Text to read:
· · · ·
- Status: Inactive
- Inaugurated: 1990
- Most recent: 1991
- Organized by: Liga ACB

= Liga ACB Presentation Games =

The Liga ACB Presentation Games were exhibition matches at the start of a basketball season organised by the Spanish basketball league in the early 90s and they lasted for two seasons in 1990-91 and 1991-92. The games were both hosted in Palau Sant Jordi, in Barcelona, the home arena of Barcelona at the time. The main attraction of those exhibition games which could also be considered equivalent to the Spanish All-Star Game were the participations of NBA superstars: Michael Jordan in the 1990 edition and his teammate in the Chicago Bulls, Scottie Pippen and Philadelphia 76ers player Charles Barkley in the 1991 edition. David Robinson of San Antonio Spurs was also part of the 1991 edition but a hamstring injury kept him on the bench for the entire match.

== Concept ==
The game was a contest between the Orange (Narranja) and the Blues (Azul), teams which included the best players of the Liga ACB, a league considered the top in Europe, alongside the Italian. The NBA invitees would play for both teams, one half for each. Jordan had not won any NBA championship when he participated in the 1990 Liga ACB Presentation Game, but he would go on to win 6 rings in his career.

==List of games==
Bold: Team that won the game.

| Year | Date | Arena | City | Team | Score | Team |
|---|---|---|---|---|---|---|
| 1990 | August 30 | Palau Sant Jordi | Barcelona | Team Azul | 100-87 | Team Narranja |
| 1991 | September 3 | Palau Sant Jordi | Barcelona | Team Azul | 117-110 | Team Narranja |

==1990 ACB Presentation match==
Palau Sant Jordi, att: 12,000, 30 August 1990: Team Azul - Team Orange 100-87.

Michael Jordan started with the Orange team and switched at the second half with the blue jersey. The end of the game found him on the winning side.
· · · ·
Reproduce part of the Presentation Games text word for word, starting at "The Liga ACB Presentation" and ending after "the entire match.".
· · · ·
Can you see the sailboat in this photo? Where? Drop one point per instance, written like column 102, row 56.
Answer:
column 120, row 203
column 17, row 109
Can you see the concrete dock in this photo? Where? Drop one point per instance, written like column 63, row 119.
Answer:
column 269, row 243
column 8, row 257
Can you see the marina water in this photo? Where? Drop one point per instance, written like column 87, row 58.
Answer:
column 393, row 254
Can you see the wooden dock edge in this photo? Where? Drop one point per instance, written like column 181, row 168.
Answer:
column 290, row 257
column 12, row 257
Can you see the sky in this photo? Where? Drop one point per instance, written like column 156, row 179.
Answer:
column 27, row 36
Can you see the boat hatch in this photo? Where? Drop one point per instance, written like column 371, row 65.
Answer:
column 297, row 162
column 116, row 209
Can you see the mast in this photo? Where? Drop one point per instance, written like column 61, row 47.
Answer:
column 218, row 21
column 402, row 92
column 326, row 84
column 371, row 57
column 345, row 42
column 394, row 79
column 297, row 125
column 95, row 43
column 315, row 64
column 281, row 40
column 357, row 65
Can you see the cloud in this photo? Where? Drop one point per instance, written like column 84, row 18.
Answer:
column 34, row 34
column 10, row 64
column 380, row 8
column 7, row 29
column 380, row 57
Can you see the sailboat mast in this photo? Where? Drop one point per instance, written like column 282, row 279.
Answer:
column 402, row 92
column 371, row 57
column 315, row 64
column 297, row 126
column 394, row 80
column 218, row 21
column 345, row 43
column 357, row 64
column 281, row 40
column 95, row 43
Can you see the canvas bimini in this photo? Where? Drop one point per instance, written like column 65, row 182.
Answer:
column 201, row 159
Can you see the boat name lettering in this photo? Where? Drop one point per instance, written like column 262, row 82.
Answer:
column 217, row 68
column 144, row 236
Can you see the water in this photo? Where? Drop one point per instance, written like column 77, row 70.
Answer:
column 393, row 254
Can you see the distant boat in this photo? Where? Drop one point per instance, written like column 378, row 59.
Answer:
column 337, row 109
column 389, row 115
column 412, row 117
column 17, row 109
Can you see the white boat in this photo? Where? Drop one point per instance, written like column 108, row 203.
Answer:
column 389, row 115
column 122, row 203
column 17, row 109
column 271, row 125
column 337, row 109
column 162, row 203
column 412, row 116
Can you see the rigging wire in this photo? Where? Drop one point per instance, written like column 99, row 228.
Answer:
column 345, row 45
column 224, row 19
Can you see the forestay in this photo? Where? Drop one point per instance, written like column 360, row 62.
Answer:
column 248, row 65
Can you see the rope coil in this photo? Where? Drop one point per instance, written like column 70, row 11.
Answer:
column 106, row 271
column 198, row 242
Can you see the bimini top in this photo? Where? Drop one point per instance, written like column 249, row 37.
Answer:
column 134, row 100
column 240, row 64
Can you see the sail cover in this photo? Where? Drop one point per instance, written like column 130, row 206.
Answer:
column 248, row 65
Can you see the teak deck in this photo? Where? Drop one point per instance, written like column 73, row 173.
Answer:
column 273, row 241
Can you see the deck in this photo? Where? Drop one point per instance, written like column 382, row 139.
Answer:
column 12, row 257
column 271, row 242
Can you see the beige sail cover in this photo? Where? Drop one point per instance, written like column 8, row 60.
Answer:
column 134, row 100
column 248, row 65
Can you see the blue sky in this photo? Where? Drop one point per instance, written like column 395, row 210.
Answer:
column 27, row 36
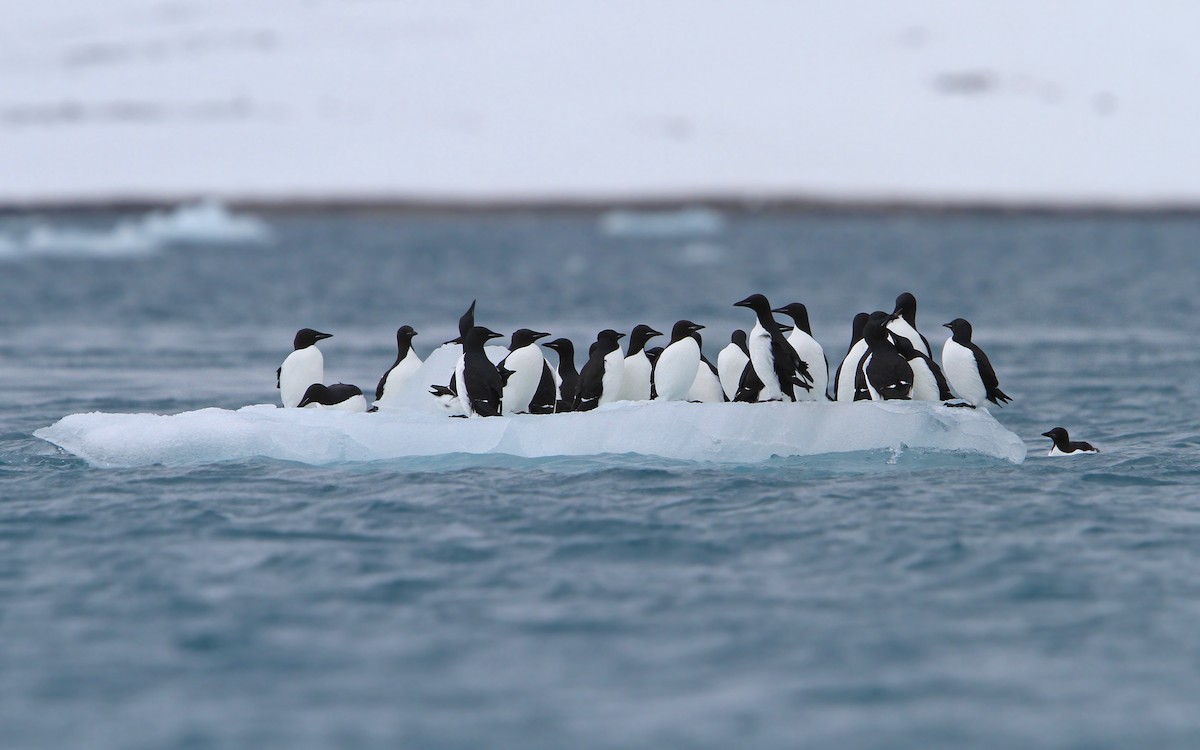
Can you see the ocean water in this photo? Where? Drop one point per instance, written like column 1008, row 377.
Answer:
· · · ·
Solution to this exercise:
The Liga ACB Presentation Games were exhibition matches at the start of a basketball season organised by the Spanish basketball league in the early 90s and they lasted for two seasons in 1990-91 and 1991-92. The games were both hosted in Palau Sant Jordi, in Barcelona, the home arena of Barcelona at the time. The main attraction of those exhibition games which could also be considered equivalent to the Spanish All-Star Game were the participations of NBA superstars: Michael Jordan in the 1990 edition and his teammate in the Chicago Bulls, Scottie Pippen and Philadelphia 76ers player Charles Barkley in the 1991 edition. David Robinson of San Antonio Spurs was also part of the 1991 edition but a hamstring injury kept him on the bench for the entire match.